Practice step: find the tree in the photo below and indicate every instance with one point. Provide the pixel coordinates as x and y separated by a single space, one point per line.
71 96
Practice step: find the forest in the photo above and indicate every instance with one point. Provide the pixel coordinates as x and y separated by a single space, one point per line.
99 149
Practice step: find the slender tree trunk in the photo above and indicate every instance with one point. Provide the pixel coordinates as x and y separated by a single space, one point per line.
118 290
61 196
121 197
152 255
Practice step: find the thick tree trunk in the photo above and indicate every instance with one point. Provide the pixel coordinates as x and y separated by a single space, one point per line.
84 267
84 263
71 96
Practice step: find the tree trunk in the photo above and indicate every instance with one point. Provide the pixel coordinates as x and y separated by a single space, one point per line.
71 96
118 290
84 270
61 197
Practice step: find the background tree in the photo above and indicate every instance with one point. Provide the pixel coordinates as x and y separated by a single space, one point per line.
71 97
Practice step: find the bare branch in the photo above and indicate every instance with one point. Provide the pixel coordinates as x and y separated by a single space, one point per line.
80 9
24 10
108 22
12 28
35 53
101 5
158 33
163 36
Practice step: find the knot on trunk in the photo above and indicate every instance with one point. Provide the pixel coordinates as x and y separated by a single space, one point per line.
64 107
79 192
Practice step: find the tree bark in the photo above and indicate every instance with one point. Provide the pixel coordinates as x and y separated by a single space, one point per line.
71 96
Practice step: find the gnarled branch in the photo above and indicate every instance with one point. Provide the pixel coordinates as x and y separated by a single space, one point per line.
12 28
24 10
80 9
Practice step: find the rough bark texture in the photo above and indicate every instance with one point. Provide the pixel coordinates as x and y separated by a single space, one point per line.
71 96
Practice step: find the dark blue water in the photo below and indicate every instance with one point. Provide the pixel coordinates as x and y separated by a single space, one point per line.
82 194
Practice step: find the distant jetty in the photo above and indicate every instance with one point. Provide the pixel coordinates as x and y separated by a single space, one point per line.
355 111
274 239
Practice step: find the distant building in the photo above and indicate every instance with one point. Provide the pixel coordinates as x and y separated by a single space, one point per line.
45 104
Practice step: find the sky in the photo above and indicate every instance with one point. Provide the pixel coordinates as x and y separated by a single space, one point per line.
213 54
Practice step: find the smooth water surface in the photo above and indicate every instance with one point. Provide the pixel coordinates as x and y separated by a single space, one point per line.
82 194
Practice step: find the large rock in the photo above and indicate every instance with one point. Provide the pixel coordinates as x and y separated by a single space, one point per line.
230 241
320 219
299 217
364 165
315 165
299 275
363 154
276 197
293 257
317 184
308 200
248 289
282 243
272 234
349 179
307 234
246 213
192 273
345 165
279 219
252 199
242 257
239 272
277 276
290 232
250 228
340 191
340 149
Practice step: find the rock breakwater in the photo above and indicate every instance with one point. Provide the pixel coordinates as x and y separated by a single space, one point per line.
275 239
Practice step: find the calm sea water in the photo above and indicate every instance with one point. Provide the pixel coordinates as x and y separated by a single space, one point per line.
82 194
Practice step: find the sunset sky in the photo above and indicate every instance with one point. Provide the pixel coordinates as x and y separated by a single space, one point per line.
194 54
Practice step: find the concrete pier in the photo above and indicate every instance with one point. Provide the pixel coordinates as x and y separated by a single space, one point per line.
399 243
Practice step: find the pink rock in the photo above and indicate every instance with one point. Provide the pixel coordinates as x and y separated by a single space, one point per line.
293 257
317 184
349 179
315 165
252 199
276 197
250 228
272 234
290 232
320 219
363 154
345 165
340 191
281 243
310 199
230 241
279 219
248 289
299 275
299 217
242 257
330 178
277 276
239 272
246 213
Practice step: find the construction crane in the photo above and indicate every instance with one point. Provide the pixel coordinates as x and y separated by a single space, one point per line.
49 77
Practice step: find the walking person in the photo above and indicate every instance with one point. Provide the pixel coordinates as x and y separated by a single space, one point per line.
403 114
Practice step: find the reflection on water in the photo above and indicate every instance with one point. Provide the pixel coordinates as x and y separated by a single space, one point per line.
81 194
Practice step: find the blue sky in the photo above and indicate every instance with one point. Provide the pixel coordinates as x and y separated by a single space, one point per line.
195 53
....
• [Goal of the exercise]
Extract the complete set of records unchanged.

• [Response to the exercise]
Practice step: find the tree in the photo below and indicate every instance with one point. Provide the pixel coordinates as x and y separated by a single space, one point per line.
71 96
Practice step: find the forest in the photo above and indicate every instance with one point. Provide the pixel coordinates as x and y separated by a single space, one point per line.
99 149
Practice step: find the slender tree trunk in the photo above and indicate every instance with one point. Provide the pixel coordinates as x and y separated by a single space, one point per line.
118 290
61 196
121 197
152 255
Practice step: find the thick tree trunk in the photo above and indicate every instance with one point. Provide the pixel coordinates as x and y separated by a single space, one point per line.
84 267
84 263
71 96
Practice step: find the tree trunk in the photo above and indicate every instance with one point. Provide the pixel coordinates as x and y separated by a single space, one point per line.
71 96
118 290
84 270
61 197
Practice step: find the background tree in the photo above and indicate every instance with one point. Provide the pixel coordinates as x and y separated by a single space, one point per line.
71 97
Practice step: find the bare branch in the photo above and indicate every instance with one point. Provide the pixel coordinates as x and y separated by a single space, one point per line.
80 9
24 10
108 22
12 28
35 53
101 5
158 33
163 36
Practice step: find the knot on trunk in the photo above and indicate every instance with one point. Provide the pixel coordinates as x and y separated by a single space, one point per line.
64 107
79 192
Practice step: find the tree bark in the photo above and indicate every instance with one point. Provide the pixel coordinates as x and y separated by a single space, one point per line.
71 96
Practice step: find the gnarled branch in the photo above and indicate every instance with one point. Provide the pixel coordinates as x and y separated by a single space, one point per line.
12 28
24 10
80 9
Practice step: find the rough bark texture in the photo above and indicate every instance with one point. Provide the pixel coordinates as x and y separated by a single space, one point per line.
71 96
Practice step: find the dark blue water in the photo below and indicate every instance with one point. Provide the pixel coordinates as x and y separated by a single space, one point per line.
82 194
Practice step: find the distant jetty in the photo above and indicate every instance with one point. Provide the pixel coordinates as x and y separated by a single space, one point per line.
355 111
274 239
Practice step: find the distant building in the photo above and indicate every instance with one point. Provide the pixel coordinates as x and y separated by a single space, one point per line.
45 104
Practice step: find the sky in the photo above and indicate every instance with one point. Provide the pixel coordinates as x and y separated by a single space, one point per line.
213 54
Practice step: find the smooth water surface in the photo above and indicate every instance with one point. Provide the pixel coordinates as x and y separated by a single space, one point per line.
82 194
Practice step: find the large rock in the photo above and indicate every instance with one point. Provide the pixel coordinates as x and y separated by a single space, one point per line.
230 241
320 219
299 217
364 165
315 165
299 275
363 154
276 197
293 257
317 184
308 200
248 289
282 243
272 234
349 179
307 234
246 213
192 273
345 165
279 219
252 199
242 257
239 272
277 276
290 232
250 228
340 191
340 149
Practice step: find the rock breakwater in the photo above and indicate every instance with one point. Provide the pixel coordinates as x and y separated by a single space, one point per line.
275 239
Practice step: find the calm sea water in the photo above and indicate every instance with one point. Provide the pixel coordinates as x and y separated by a single space, one point per line.
82 194
Practice step: find the sunset sky in the photo above and indicate every instance with one point. Provide the pixel coordinates as x and y separated by a single space, one point per line.
194 54
Practice step: find the concrete pier in the photo above and indicate every instance with one point. Provide the pixel coordinates as x and y separated by a single space, one point per line.
399 243
Practice step: find the pink rock in the photo above and indicate every instance with one point. Provide the pixel coordinates as x and y separated by a single space, one point per line.
293 257
317 184
349 179
315 165
252 199
276 197
250 228
272 234
290 232
320 219
363 154
345 165
340 191
281 243
310 199
230 241
279 219
248 289
299 275
299 217
242 257
330 178
277 276
239 272
246 213
Practice step: find the construction crane in the photo above and indicate every instance with one point. Provide the pixel coordinates as x and y separated by a single space, one point per line.
49 77
Practice step: find the walking person in the photo above and indicate every instance with one point. Provide the pixel coordinates as x and y separated by a single space, one point per line.
403 114
Practice step: find the reflection on water in the photo above and indicate every instance with one point. Provide the pixel coordinates as x and y separated by a single space, one point per line.
81 194
Practice step: find the blue sky in the photo above and indicate every instance with one point. Provide the pixel coordinates as x and y separated by a single space, one point per line.
195 53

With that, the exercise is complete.